Task objective
Transcribe the data below in full, exactly.

Given entries
****
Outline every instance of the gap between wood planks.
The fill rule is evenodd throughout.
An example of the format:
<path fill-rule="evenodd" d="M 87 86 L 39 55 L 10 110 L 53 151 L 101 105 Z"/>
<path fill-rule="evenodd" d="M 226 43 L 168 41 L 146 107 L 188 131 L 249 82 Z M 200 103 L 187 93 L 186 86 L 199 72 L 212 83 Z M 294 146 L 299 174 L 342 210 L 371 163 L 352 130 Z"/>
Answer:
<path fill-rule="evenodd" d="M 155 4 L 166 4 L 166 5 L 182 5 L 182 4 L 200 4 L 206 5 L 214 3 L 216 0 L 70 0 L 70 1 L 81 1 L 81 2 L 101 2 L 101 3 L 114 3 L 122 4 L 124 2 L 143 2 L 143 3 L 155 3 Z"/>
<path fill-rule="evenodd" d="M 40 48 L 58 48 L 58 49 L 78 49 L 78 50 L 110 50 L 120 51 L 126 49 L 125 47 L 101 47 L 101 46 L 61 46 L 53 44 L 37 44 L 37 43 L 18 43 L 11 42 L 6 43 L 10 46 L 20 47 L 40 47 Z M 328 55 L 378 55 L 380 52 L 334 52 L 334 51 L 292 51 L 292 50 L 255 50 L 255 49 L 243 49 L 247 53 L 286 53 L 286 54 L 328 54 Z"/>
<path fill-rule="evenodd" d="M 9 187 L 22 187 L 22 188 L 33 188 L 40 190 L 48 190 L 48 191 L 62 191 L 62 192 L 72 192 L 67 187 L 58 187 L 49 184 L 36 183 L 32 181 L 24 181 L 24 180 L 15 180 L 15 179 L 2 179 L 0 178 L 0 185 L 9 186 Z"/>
****
Exercise answer
Outline every instance of the gap between wood planks.
The fill rule is evenodd throughout.
An example of the format:
<path fill-rule="evenodd" d="M 87 86 L 39 55 L 10 110 L 53 151 L 101 105 Z"/>
<path fill-rule="evenodd" d="M 226 43 L 168 41 L 146 107 L 188 131 L 249 82 Z M 200 103 L 187 93 L 186 86 L 199 72 L 212 83 Z M 294 146 L 299 174 L 342 210 L 371 163 L 352 130 Z"/>
Answer:
<path fill-rule="evenodd" d="M 155 4 L 166 4 L 166 5 L 182 5 L 182 4 L 200 4 L 206 5 L 214 3 L 216 0 L 70 0 L 70 1 L 81 1 L 81 2 L 101 2 L 101 3 L 114 3 L 122 4 L 124 2 L 143 2 L 143 3 L 155 3 Z"/>
<path fill-rule="evenodd" d="M 40 48 L 58 48 L 58 49 L 78 49 L 78 50 L 110 50 L 120 51 L 126 49 L 125 47 L 101 47 L 101 46 L 61 46 L 53 44 L 37 44 L 37 43 L 18 43 L 11 42 L 6 43 L 10 46 L 20 47 L 40 47 Z M 328 55 L 378 55 L 380 52 L 334 52 L 334 51 L 292 51 L 292 50 L 255 50 L 255 49 L 243 49 L 247 53 L 286 53 L 286 54 L 328 54 Z"/>
<path fill-rule="evenodd" d="M 9 187 L 22 187 L 22 188 L 33 188 L 40 190 L 48 190 L 48 191 L 62 191 L 62 192 L 72 192 L 67 187 L 58 187 L 49 184 L 36 183 L 32 181 L 24 181 L 24 180 L 15 180 L 15 179 L 2 179 L 0 178 L 0 185 L 9 186 Z"/>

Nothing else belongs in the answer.